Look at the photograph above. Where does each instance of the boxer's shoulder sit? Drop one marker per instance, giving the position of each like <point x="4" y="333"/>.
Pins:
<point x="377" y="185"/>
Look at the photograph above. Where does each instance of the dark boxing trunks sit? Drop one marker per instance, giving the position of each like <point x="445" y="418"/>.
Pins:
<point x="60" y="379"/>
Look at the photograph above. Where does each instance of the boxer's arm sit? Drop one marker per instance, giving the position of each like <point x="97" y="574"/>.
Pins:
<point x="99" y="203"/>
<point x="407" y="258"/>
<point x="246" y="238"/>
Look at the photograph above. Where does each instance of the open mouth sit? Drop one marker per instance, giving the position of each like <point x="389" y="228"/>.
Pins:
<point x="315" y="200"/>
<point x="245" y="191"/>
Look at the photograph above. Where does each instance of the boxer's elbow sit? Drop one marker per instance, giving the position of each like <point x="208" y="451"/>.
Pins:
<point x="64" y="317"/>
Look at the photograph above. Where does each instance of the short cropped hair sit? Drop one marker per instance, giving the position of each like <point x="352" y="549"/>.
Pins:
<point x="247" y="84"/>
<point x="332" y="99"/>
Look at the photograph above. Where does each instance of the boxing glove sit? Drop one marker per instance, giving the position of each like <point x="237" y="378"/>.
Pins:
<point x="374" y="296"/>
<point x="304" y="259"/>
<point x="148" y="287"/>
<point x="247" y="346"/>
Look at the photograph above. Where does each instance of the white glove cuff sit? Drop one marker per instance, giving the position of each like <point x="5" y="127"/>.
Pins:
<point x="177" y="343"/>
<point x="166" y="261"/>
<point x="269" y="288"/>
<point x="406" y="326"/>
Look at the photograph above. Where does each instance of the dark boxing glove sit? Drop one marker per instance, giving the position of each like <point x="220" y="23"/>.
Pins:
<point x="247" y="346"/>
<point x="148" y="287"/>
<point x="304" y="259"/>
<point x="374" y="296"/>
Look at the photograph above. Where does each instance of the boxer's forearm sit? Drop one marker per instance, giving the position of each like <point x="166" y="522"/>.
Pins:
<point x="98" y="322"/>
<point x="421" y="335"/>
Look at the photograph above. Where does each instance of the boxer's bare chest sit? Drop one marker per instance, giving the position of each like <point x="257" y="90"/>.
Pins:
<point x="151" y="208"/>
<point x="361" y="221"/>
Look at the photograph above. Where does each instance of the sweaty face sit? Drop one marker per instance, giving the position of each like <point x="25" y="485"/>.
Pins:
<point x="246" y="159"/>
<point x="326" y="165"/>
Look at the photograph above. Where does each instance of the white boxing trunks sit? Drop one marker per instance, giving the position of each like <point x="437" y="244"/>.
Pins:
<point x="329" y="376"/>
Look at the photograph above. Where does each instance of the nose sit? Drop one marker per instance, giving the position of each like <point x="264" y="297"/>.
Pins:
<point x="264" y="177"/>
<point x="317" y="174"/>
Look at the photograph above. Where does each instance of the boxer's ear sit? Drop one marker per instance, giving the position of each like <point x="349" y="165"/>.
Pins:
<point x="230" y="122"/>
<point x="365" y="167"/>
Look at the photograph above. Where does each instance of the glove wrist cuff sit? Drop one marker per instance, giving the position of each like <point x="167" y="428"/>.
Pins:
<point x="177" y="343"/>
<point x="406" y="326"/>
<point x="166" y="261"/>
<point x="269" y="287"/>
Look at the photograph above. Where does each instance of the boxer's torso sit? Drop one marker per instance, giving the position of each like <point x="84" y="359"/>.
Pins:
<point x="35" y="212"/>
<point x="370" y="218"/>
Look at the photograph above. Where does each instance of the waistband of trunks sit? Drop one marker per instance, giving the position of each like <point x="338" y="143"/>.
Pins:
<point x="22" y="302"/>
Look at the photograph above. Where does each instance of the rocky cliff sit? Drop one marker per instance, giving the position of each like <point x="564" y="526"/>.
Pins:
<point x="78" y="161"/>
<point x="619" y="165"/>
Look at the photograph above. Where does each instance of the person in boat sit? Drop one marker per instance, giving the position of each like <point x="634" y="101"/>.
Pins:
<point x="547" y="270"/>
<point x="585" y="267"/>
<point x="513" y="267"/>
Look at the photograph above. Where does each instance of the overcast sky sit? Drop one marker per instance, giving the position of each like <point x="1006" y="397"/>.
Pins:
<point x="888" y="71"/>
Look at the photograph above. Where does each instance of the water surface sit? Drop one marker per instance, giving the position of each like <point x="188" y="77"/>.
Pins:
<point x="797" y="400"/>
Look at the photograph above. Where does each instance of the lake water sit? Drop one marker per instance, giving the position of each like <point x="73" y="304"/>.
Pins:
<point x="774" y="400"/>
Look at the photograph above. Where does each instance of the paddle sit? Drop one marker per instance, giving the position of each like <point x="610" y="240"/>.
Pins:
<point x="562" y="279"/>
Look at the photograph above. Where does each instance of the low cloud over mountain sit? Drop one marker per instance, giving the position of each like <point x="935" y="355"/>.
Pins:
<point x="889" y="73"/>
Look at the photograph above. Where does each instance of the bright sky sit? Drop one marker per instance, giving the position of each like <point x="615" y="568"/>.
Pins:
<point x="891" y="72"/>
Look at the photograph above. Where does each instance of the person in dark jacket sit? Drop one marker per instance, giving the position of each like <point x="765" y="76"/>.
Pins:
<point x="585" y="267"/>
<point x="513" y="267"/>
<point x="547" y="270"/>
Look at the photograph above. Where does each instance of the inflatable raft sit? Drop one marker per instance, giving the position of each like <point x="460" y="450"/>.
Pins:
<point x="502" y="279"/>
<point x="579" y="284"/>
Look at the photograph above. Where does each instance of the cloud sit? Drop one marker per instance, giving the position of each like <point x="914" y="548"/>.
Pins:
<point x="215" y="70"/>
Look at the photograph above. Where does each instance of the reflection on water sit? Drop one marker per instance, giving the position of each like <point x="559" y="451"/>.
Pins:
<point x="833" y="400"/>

__WORK ORDER__: Every line in the listing that holds "trunks" belongs in the answer.

__SOLUTION FOR THIS EXERCISE__:
Look at the photograph above. Where does each instance of the dark boxing trunks sit? Drop one marker per instance, giving the position of each like <point x="445" y="418"/>.
Look at the photograph above. Where does each instance of the white boxing trunks sit? Drop one marker per instance, giving the position of each like <point x="437" y="244"/>.
Look at the photograph above. Where does each instance of the waistband of trunks sit? Drop one marker per instance, giving the position of each like <point x="338" y="143"/>.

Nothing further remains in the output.